Selected excerpt ->
Understanding our country’s tax laws and regulations can be a very detail-intensive process. Many times, people commit tax fraud or evasion without realizing they are doing as such. Because of this, JDKatz was founded to offer tax law assistance for citizens in need. If you’re in need of a tax attorney in Maryland, we can help! Our firm specializes in providing knowledgeable tax advice to clients in order to minimize their risk while maximizing their return. This base of legal taxation representation can also extend to tax-exempt entities.
Last time, we looked at a couple of areas in which 501(c) organizations can face rescinding of their tax-exempt status. A 501(c) is any institution that is nonprofit and holds the tax-exempt status. Currently, there are 29 types of organizations that the government classifies as nonprofit. The most common entity in this subset as categorized under 501(c)(3), which holds six tenants that citizens need to follow in order to retain their tax-exempt benefits.
Unrelated Business Income
Companies that generate too much income from other sources outside of their nonprofit entity can threaten the tax-exempt status. The money brought in through this venture sources from a regular transaction or trade and is not considered an isolated event. In essence, the income should not be tied to the nonprofit sector in order for penalties occur. This for-profit activity will have to meet three conditions before the income becomes taxable, including:
- The transaction must be based on business or trade.

Excerpted records ->
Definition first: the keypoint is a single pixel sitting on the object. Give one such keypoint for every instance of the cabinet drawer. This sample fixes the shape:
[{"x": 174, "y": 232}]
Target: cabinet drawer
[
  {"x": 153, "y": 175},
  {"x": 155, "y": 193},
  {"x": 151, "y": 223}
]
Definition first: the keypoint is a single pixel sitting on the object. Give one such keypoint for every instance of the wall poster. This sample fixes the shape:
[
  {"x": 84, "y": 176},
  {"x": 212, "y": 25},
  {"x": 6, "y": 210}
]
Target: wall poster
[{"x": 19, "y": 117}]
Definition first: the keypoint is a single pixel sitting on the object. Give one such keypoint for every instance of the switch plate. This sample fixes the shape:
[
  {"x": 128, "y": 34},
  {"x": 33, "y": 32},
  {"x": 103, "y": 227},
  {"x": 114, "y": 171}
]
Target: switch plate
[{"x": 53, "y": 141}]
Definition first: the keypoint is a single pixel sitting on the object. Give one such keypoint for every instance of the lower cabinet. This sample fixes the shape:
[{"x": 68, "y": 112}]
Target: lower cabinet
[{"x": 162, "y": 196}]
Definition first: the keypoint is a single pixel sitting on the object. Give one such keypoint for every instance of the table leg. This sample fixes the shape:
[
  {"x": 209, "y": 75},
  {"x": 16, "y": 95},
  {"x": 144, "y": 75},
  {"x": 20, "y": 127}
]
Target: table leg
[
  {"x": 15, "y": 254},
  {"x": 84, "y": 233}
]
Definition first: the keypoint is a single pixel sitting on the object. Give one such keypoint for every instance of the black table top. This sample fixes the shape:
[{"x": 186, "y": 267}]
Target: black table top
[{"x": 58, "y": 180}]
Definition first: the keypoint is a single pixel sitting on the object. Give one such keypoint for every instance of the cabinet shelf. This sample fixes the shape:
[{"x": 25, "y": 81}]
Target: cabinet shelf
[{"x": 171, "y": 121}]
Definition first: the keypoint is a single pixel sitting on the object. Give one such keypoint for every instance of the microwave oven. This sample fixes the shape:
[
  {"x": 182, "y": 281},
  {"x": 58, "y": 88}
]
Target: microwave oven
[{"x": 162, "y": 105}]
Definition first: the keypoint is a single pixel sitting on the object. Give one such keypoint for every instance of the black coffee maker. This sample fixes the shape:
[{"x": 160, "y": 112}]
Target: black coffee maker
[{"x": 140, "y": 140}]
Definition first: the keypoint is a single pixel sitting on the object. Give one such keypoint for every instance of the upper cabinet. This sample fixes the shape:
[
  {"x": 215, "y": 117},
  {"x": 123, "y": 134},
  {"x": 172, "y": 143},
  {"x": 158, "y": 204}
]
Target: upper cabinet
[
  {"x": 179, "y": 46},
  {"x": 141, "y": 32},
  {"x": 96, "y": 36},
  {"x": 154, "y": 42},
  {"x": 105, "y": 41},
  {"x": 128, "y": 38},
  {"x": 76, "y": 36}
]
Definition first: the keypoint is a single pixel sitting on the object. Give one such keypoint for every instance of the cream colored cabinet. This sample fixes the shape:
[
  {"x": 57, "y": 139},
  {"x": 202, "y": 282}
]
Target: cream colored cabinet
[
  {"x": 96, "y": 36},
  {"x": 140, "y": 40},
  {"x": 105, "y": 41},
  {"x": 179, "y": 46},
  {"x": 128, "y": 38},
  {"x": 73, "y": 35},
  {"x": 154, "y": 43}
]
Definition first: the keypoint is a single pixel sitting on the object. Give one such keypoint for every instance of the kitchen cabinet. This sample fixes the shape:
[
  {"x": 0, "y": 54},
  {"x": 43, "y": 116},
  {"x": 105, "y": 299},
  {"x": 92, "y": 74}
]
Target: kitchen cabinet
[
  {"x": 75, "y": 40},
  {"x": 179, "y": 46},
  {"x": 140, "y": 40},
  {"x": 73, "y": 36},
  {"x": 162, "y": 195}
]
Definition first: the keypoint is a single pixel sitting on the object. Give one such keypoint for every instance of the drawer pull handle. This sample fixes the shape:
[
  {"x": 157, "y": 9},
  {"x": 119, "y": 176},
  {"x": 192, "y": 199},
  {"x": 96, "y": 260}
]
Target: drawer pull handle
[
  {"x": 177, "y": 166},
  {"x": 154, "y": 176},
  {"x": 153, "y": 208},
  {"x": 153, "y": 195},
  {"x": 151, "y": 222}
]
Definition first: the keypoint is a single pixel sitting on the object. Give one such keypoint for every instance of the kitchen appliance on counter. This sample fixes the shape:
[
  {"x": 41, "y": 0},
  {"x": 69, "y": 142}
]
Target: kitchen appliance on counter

Problems and tasks ->
**A.** According to the tax law page, how many types of organizations does the government classify as nonprofit?
**B.** Summarize the tax law page in two sentences.
**C.** Edit the tax law page by giving everything from "Unrelated Business Income" down to "business or trade." again, with "venture" replaced by "undertaking".

Solutions for each task ->
**A.** 29

**B.** JDKatz was founded to offer tax law assistance, and its knowledgeable tax advice and representation can also extend to tax-exempt entities. A 501(c) is a nonprofit institution with tax-exempt status, and generating too much income from regular trade or transactions outside the nonprofit entity can threaten that status.

**C.**
Unrelated Business Income
Companies that generate too much income from other sources outside of their nonprofit entity can threaten the tax-exempt status. The money brought in through this undertaking sources from a regular transaction or trade and is not considered an isolated event. In essence, the income should not be tied to the nonprofit sector in order for penalties occur. This for-profit activity will have to meet three conditions before the income becomes taxable, including:
- The transaction must be based on business or trade.